= Exercise directions =
Please restate every line below exactly, without any pictures.
╭─ Material provided
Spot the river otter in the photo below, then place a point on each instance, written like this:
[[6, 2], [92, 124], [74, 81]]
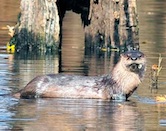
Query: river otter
[[125, 78]]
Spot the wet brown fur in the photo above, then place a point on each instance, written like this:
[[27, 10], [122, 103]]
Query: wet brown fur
[[126, 76]]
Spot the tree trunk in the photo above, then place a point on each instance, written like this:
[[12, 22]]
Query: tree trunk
[[38, 27], [113, 23]]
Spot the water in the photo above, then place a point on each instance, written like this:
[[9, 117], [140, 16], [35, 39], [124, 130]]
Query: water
[[142, 112]]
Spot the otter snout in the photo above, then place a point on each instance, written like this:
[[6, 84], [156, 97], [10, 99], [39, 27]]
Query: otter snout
[[134, 55]]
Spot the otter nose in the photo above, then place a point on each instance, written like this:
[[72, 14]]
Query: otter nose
[[133, 58]]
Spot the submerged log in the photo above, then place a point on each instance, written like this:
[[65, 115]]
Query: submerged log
[[107, 23]]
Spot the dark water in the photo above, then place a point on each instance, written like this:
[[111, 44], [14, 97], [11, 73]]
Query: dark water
[[142, 112]]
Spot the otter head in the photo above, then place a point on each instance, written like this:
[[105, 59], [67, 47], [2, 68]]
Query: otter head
[[129, 72], [134, 61]]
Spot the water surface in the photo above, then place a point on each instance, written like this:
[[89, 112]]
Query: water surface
[[141, 112]]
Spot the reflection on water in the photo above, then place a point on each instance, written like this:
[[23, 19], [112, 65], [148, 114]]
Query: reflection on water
[[142, 112]]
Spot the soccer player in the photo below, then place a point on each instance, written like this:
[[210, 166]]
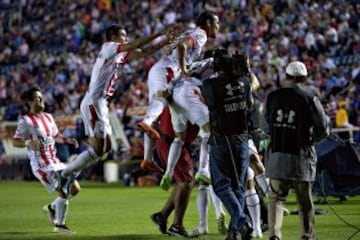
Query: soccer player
[[186, 49], [183, 177], [94, 110], [38, 132]]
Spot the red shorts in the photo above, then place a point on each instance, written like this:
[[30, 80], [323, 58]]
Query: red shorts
[[183, 171]]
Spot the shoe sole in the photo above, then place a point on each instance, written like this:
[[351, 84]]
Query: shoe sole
[[63, 231], [220, 222], [165, 184], [150, 168], [152, 133], [202, 179], [46, 212]]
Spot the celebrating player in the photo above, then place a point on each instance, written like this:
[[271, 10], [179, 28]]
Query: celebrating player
[[38, 132]]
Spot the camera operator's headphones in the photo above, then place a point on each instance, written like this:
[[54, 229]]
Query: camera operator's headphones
[[223, 61]]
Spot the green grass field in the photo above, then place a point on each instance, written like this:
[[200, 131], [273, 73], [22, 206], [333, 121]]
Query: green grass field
[[109, 211]]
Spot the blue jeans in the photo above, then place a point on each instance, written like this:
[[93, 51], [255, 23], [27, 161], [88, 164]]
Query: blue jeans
[[229, 162]]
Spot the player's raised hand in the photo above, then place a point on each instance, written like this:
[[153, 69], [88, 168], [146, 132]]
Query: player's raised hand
[[33, 144], [73, 141]]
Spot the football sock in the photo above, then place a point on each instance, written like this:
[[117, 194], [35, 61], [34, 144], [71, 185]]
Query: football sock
[[174, 155], [154, 110], [262, 182], [202, 203], [253, 205], [148, 148], [60, 206]]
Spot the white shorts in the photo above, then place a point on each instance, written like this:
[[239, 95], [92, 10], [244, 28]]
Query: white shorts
[[187, 106], [160, 75], [47, 176], [95, 116]]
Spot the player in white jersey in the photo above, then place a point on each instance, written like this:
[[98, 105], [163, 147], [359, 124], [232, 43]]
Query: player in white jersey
[[94, 110], [187, 49], [38, 132]]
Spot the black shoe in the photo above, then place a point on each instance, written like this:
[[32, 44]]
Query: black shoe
[[233, 236], [274, 238], [160, 221], [246, 232], [264, 227], [178, 231]]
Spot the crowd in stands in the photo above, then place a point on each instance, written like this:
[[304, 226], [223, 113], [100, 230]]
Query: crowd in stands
[[54, 44]]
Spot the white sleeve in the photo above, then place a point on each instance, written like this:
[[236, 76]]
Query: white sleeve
[[54, 128], [22, 131]]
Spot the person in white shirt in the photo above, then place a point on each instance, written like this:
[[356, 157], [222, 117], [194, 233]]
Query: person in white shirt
[[94, 110], [38, 131], [186, 49]]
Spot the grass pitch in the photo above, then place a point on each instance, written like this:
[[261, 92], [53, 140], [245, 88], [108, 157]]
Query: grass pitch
[[109, 211]]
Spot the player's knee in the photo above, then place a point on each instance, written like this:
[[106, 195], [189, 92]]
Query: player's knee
[[178, 140], [75, 189]]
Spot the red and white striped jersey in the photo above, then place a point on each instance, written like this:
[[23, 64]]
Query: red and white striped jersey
[[103, 73], [41, 127], [198, 38]]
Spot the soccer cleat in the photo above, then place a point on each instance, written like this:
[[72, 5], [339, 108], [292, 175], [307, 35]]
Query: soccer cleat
[[246, 232], [160, 221], [149, 130], [151, 166], [264, 227], [202, 178], [62, 229], [257, 233], [165, 182], [47, 210], [198, 231], [177, 231], [222, 227], [274, 238]]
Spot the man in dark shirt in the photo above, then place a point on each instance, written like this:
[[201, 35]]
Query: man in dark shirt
[[229, 98]]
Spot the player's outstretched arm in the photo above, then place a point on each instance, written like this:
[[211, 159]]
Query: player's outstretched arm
╰─
= Task solution =
Spot the river otter in the photo below, then place a point on each instance, written like this:
[[6, 2], [92, 124], [74, 81]]
Query: river otter
[[125, 78]]
Spot the wet brown fur in the photo above, then place a point on each instance, written like this:
[[27, 10], [122, 103]]
Query: wet brown fur
[[126, 76]]
Spot the tree trunk in the photo above, then place a point on each instance, written like this:
[[12, 22]]
Query: tree trunk
[[38, 27], [113, 23]]
Spot the water in the photo above, then place a point on each instance, written like this:
[[9, 117], [140, 16], [35, 39], [124, 130]]
Query: water
[[142, 112]]
Spot the otter snout in the photo above, then place a point on each instance, written like this:
[[6, 84], [156, 97], [10, 99], [39, 27]]
Query: otter snout
[[134, 55]]
Spot the otter nose in the photo above, then place a point on each instance, written like this:
[[72, 14]]
Query: otter nose
[[133, 58]]
Spot the submerged log in the photo above, then place a point on each instance, written like this:
[[65, 115]]
Query: submerged log
[[107, 23]]
Spot the dark water in the photo above, then place a point on each instance, written like this:
[[111, 44], [14, 97], [11, 73]]
Query: dark water
[[142, 112]]
Spot the otter head in the photo above, then place a point on each instance, written like this:
[[105, 59], [67, 47], [2, 68]]
Query: otter head
[[129, 72], [134, 61]]
Spot the water surface in the photo above, then place a point on each instance, written like this:
[[89, 112]]
Query: water surface
[[141, 112]]
Spot the reflection on water in the photo above, then place a point on each instance, written like this:
[[23, 19], [112, 65], [148, 114]]
Query: reflection on water
[[142, 112]]
Spot the soccer player in the photo below, then place a point on each instance, written like this:
[[210, 166]]
Query: soccer player
[[186, 49], [183, 177], [94, 110], [38, 132]]
Spot the red shorts in the photo above, then place a point on each instance, written like this:
[[30, 80], [323, 58]]
Query: red shorts
[[183, 171]]
Spot the shoe sole in the photo above, then place a point on each instance, written like this:
[[351, 84]]
Query: shoe sole
[[63, 231], [220, 222], [165, 184], [150, 168], [152, 133], [202, 179], [46, 212]]
Spot the celebrating player in the photo above, then place a point on each instance, written like this:
[[271, 10], [179, 28]]
Query: celebrating player
[[38, 132]]
Spot the camera operator's headphones in the photo above, then place a point on each instance, written like this:
[[54, 229]]
Query: camera operator's headphones
[[223, 61]]
Spot the green grass field in the photo above, then place a point on each instance, written like this:
[[200, 131], [273, 73], [22, 206], [333, 121]]
Query: green grass field
[[109, 211]]
Spot the blue jeans in the photo above, then place a point on each instance, written like this:
[[93, 51], [255, 23], [27, 161], [88, 164]]
Query: blue jeans
[[229, 162]]
Spot the player's raised hand in the photo above, then place a point on each instance, written like this:
[[153, 69], [88, 168], [146, 132]]
Query: player's raised hand
[[33, 144], [73, 141]]
Spot the football sock in the photo above, then place a point on each instance, written like this:
[[117, 194], [35, 61], [34, 144], [71, 185]]
Query: football sock
[[174, 155], [154, 110], [262, 182], [202, 203], [253, 205], [148, 148], [60, 206]]
Spot the white shorts in the photo above, then place a point on each instance, written like this:
[[239, 95], [92, 10], [244, 28]]
Query: white shorts
[[187, 106], [160, 75], [47, 176], [95, 116]]
Spot the player in white jersey in the photo above, then place a point on each instance, written like this:
[[98, 105], [163, 147], [359, 124], [232, 43]]
Query: player in white jersey
[[94, 110], [187, 49], [38, 132]]
Spot the black shoe in the photo above, then place a point on each instance, written like this:
[[32, 44]]
Query: black shoe
[[233, 236], [274, 238], [160, 221], [246, 232], [264, 227], [178, 231]]
Spot the crowd in stands in the photo above, then place a point on each instance, written like this:
[[304, 226], [223, 113], [100, 230]]
Query: crowd in stands
[[54, 44]]
Spot the white sleeve in the photo above, then place a point on each instance, written like this:
[[236, 76]]
Query: white sleeve
[[54, 128], [22, 131]]
Spot the person in white shirt in the photo above, then place a point on each instance, written like this:
[[356, 157], [222, 117], [194, 233]]
Query: person in white shirt
[[94, 110], [38, 131], [186, 49]]
Spot the grass pitch in the photo above, then place a point on each instance, written like this:
[[261, 92], [53, 140], [245, 88], [108, 157]]
Query: grass pitch
[[109, 211]]
Spot the player's knee in the photo above, then place a point on each instance, written like this:
[[106, 195], [189, 92]]
Query: player's knee
[[178, 140], [75, 189]]
Spot the red and white striped jersey in the photo above, then place a point on each instance, written like this:
[[23, 64]]
Query: red and white striped jersey
[[103, 73], [41, 127], [198, 38]]
Spot the soccer cleat in the photo above, then place a point on each instance, written like this:
[[72, 5], [339, 108], [292, 175], [307, 35]]
Query: soccer cleat
[[246, 232], [160, 221], [149, 130], [151, 166], [264, 227], [202, 178], [62, 229], [257, 233], [165, 182], [47, 210], [198, 231], [177, 231], [222, 227], [274, 238]]
Spot the man in dark shirt in the photo above, then place a point on each instance, written like this:
[[201, 35]]
Query: man in dark shirt
[[229, 98]]
Spot the player's outstretched arm in the photo above, then place a point on each instance, written like this:
[[211, 159]]
Query: player's outstretched arm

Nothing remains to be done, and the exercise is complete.